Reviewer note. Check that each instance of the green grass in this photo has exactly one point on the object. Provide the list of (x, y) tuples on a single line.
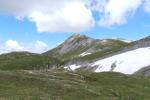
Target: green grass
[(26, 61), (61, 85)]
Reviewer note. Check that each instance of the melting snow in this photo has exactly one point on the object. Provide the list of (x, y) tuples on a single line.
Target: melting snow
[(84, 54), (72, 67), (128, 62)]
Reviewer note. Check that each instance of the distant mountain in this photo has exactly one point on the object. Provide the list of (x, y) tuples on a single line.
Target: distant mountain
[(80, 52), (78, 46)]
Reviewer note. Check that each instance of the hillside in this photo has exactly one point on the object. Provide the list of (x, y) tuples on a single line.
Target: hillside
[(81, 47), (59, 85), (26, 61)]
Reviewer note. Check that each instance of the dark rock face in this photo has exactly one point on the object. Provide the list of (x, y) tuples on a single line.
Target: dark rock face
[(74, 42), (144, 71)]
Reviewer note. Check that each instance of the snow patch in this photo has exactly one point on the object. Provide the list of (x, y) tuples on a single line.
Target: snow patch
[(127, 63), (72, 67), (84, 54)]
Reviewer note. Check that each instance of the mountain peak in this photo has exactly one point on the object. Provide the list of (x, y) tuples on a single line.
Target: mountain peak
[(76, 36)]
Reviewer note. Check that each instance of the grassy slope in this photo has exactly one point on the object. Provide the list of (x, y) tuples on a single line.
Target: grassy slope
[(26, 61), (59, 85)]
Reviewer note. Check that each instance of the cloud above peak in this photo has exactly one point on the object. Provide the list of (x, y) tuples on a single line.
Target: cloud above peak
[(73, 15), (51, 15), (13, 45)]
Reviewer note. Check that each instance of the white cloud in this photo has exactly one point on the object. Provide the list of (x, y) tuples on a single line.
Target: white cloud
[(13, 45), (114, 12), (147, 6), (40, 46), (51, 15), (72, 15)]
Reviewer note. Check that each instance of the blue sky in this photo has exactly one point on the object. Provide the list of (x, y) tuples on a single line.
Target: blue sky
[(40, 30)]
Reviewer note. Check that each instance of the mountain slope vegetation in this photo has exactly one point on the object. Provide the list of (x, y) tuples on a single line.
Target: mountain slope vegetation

§ §

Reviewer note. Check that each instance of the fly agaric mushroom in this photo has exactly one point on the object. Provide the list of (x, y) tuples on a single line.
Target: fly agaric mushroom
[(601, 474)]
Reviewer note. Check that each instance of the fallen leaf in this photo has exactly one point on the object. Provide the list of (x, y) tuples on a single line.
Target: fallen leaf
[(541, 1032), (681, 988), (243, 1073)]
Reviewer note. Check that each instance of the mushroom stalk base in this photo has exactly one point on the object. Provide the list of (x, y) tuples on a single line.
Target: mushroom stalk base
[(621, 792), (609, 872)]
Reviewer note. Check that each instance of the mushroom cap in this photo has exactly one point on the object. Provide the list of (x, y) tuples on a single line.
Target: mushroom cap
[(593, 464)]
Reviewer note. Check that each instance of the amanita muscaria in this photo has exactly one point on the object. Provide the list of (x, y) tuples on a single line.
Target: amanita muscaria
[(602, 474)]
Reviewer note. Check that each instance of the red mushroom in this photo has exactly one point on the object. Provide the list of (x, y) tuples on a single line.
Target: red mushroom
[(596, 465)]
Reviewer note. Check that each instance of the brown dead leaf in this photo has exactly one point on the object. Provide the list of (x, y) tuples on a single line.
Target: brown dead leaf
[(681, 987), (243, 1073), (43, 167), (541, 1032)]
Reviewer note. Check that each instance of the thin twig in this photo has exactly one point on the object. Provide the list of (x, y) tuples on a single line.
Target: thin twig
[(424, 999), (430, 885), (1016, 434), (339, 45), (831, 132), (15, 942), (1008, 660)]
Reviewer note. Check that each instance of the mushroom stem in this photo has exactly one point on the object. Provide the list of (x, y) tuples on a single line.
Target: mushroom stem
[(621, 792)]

§ §

Rewrite only the stretch from the line containing "Reviewer note. Check that each instance of the green" through the line containing "[(80, 52), (78, 46)]", changing every "photo" to "image" and leaving everything else unchanged. Leave the pictures out.

Final answer =>
Reviewer note. Check that each instance of the green grass in this image has exactly one point on the object. Provide the list of (x, y) tuples on a single line.
Target: green grass
[(26, 61), (61, 85)]
Reviewer note. Check that each instance of the melting snow in this image has exactly one point on the object. Provide the list of (x, y) tuples on a single line.
Target: melting snow
[(84, 54), (72, 67), (128, 62)]
Reviewer note. Check that each instance of the distant mountain in this image has exactly one point on the object. Provide the list of (x, y) tuples on a single line.
Target: distant mountain
[(80, 52), (78, 46)]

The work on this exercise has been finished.